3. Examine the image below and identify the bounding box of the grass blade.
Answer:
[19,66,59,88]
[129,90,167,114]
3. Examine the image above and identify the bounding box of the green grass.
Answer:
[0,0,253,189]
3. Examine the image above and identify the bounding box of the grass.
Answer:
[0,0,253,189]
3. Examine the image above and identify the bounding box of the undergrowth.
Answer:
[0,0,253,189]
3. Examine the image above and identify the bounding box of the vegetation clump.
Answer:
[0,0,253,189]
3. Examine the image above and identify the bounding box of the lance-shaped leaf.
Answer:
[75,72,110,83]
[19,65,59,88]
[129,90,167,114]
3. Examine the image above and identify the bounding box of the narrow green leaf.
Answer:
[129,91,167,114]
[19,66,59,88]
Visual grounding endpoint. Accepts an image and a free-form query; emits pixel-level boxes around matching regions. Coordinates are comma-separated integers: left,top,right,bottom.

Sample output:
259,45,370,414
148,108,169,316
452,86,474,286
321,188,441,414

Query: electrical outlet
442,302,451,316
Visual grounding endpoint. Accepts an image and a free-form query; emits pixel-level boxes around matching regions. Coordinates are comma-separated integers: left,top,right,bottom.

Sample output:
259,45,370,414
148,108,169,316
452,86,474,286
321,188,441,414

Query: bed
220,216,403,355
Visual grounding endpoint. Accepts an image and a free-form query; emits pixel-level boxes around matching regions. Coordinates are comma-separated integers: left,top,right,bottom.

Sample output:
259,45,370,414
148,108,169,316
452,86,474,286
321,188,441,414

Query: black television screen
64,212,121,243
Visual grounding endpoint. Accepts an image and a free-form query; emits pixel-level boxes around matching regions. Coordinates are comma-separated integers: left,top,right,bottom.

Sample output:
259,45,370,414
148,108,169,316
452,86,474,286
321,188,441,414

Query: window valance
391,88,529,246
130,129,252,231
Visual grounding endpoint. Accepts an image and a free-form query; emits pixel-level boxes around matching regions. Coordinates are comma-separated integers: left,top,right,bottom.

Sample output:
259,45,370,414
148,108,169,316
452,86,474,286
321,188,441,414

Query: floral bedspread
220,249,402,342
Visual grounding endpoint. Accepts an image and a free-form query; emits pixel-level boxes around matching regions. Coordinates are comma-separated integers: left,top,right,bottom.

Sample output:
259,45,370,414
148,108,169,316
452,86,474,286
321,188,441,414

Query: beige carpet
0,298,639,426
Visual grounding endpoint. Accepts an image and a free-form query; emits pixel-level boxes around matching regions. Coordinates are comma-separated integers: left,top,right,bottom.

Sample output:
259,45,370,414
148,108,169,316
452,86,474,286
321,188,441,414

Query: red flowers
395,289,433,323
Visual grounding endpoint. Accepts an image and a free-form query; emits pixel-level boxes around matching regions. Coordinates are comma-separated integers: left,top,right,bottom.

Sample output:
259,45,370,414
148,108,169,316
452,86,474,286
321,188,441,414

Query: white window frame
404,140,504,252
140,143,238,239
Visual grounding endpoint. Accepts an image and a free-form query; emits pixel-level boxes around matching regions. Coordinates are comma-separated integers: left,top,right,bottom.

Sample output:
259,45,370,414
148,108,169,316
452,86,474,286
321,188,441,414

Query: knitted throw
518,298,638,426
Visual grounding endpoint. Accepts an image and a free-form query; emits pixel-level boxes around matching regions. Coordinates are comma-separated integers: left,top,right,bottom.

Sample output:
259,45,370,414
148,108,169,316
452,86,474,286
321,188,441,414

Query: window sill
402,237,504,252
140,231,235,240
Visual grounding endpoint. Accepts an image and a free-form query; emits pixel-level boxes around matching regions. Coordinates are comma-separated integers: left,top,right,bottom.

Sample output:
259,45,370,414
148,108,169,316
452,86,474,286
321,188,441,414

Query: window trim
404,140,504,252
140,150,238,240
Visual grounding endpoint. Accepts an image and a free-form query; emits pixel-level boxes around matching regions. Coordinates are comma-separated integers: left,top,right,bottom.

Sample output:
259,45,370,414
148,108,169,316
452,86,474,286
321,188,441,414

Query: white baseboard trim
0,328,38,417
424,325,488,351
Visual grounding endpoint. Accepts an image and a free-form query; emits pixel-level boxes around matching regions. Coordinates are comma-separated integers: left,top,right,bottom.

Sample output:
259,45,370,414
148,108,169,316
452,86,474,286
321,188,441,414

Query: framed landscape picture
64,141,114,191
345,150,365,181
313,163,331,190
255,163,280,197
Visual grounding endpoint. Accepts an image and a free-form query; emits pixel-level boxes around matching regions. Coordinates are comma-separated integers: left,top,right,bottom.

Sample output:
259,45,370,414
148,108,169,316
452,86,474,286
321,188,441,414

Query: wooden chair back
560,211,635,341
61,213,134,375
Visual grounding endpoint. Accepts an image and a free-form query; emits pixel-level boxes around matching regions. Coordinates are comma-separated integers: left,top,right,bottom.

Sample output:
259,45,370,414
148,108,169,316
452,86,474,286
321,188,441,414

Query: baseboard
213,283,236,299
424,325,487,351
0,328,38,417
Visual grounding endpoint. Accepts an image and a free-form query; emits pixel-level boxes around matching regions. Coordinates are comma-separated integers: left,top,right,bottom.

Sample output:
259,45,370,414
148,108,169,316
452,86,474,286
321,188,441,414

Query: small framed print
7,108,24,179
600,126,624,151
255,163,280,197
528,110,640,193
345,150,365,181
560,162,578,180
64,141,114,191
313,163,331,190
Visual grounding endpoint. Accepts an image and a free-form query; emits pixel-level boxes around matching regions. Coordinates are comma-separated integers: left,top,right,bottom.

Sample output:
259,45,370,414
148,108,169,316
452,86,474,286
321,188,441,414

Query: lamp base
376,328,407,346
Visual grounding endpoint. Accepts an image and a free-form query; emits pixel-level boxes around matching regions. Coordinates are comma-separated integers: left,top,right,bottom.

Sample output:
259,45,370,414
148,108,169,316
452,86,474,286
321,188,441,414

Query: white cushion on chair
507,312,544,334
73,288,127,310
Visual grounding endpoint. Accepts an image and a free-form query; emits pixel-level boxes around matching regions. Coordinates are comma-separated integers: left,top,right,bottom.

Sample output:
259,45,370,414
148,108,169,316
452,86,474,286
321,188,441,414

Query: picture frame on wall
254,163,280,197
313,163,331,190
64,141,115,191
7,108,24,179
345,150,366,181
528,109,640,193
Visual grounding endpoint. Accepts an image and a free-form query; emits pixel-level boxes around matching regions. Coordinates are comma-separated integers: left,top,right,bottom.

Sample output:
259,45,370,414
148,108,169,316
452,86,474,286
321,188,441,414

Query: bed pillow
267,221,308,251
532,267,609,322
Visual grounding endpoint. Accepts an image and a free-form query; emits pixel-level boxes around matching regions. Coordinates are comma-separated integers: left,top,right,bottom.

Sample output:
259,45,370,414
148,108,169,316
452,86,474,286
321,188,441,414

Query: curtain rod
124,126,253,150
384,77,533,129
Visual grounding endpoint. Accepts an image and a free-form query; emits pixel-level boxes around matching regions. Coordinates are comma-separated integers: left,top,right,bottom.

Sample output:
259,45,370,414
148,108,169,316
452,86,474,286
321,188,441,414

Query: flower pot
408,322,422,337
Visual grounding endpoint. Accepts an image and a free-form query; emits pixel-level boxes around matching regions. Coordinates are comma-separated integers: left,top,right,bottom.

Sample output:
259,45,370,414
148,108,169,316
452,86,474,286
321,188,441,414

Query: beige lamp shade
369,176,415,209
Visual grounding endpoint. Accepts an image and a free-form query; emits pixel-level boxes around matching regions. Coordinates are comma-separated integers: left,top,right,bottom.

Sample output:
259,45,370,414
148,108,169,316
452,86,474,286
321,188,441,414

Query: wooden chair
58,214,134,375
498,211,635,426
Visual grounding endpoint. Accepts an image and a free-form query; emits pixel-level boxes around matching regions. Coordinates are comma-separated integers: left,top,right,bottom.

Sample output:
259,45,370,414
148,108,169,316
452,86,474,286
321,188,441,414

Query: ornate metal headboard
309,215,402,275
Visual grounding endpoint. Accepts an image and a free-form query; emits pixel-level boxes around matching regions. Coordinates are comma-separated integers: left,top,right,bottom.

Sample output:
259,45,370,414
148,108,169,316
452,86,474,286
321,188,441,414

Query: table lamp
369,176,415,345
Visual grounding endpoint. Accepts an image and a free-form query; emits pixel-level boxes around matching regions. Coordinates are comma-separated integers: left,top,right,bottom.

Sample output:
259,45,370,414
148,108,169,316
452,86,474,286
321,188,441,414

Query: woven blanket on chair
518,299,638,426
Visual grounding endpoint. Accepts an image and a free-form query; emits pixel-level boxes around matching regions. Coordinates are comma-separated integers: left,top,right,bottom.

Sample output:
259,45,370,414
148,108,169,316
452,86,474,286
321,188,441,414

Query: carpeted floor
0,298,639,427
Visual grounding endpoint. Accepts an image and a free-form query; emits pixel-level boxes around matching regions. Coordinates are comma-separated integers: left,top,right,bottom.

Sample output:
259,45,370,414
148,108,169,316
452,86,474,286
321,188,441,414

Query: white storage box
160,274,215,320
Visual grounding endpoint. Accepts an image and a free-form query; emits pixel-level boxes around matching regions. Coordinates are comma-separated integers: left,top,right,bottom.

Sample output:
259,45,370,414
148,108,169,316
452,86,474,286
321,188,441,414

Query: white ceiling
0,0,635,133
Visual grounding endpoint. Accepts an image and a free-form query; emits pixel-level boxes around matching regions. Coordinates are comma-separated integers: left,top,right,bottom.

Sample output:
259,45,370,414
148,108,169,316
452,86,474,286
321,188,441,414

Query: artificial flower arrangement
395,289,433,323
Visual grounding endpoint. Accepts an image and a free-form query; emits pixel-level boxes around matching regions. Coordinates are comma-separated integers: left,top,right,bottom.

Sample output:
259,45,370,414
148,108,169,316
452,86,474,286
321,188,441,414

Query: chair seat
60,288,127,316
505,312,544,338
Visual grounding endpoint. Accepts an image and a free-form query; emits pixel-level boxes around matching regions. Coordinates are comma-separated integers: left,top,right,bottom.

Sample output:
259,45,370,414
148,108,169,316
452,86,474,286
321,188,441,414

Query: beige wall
* * * *
→ Work required: Count the lines in the items above that contain the word "chair". Reply with that number alone.

→ Final result: 5